*** Exercise material

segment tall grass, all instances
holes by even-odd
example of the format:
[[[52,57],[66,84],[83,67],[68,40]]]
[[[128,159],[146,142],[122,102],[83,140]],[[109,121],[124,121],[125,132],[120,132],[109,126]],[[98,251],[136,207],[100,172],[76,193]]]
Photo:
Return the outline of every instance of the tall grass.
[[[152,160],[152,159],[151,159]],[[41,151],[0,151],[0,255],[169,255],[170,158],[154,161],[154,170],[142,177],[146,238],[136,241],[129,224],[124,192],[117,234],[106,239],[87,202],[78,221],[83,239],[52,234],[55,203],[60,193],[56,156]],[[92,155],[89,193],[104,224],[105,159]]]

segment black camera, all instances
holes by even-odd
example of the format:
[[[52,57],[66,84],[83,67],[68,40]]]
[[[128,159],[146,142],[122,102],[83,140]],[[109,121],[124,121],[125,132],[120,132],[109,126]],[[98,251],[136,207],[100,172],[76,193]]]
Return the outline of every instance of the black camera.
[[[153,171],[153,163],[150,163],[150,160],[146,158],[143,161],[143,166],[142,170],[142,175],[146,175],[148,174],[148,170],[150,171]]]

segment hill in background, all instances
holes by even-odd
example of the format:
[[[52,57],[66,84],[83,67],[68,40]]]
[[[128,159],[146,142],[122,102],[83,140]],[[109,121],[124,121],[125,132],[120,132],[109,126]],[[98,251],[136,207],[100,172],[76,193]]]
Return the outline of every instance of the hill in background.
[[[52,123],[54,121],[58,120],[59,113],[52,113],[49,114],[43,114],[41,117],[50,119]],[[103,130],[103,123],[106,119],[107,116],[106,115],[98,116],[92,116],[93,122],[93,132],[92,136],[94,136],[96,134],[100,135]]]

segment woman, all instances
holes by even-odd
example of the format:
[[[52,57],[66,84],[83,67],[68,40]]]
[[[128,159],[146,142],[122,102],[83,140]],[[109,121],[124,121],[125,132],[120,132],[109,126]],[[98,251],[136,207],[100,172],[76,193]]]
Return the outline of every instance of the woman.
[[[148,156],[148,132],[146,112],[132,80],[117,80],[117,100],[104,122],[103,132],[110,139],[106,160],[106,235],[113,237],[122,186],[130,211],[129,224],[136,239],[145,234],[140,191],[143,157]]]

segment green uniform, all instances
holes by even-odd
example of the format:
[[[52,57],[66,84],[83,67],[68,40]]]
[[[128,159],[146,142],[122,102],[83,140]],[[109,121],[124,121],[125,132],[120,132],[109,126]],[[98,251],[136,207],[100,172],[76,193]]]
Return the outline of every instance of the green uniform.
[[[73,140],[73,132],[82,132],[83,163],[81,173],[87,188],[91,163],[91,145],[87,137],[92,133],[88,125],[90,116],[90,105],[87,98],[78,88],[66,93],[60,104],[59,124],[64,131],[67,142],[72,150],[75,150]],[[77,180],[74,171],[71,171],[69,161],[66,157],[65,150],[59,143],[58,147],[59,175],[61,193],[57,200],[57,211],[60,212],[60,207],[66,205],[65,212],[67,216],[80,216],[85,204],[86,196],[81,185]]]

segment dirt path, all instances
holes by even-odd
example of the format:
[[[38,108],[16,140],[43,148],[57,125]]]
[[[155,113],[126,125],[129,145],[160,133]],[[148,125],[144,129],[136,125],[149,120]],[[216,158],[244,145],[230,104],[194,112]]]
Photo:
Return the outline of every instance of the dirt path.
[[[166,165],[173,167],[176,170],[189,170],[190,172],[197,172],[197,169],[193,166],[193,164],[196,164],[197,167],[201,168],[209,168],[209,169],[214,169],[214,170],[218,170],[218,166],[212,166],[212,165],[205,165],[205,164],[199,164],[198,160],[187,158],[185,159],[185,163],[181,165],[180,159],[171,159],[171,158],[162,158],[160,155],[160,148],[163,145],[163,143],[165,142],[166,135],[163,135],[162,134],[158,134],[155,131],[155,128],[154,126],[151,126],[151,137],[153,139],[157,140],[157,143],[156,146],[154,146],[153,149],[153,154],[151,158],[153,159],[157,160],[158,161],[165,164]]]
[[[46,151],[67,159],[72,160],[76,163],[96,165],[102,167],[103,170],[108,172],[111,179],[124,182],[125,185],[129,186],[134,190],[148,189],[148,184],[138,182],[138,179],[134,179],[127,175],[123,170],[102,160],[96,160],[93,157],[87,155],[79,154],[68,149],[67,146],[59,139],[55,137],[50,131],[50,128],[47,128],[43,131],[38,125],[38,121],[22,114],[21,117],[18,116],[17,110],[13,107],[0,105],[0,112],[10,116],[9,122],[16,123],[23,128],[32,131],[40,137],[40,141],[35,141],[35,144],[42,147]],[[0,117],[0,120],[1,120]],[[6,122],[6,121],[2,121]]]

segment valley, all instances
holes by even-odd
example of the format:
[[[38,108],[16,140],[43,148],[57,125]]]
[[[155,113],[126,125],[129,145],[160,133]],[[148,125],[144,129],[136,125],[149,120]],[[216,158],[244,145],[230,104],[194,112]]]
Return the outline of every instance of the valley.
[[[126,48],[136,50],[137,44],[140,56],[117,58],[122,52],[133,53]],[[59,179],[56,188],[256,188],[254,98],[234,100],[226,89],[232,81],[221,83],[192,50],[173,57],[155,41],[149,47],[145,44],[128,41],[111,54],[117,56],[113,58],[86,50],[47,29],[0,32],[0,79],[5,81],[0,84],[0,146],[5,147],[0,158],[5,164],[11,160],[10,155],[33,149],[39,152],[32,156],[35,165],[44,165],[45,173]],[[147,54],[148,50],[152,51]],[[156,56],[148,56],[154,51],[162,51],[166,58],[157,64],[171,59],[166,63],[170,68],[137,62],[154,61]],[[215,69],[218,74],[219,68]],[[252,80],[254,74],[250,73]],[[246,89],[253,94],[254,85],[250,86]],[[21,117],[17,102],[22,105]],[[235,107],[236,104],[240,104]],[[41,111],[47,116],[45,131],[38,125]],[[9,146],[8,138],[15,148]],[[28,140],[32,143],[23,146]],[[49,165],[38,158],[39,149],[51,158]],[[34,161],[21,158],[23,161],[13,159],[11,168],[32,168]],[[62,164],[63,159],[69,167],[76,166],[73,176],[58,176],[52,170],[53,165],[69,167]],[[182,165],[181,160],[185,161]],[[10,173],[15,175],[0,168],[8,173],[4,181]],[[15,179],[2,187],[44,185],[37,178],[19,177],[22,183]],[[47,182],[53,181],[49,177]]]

******

## Given task
Copy out word for word the lines from the one with "segment valley, all instances" up to and including the one with "Return the outline of every instance of the valley.".

## Solution to the problem
segment valley, all instances
holes by even-odd
example of the format:
[[[38,108],[16,140],[43,148],[57,125]]]
[[[155,113],[126,125],[129,145],[160,133]],[[148,125],[144,129],[136,125],[149,120]],[[216,158],[244,145],[230,104],[194,112]]]
Return the outline of every instance of the valley.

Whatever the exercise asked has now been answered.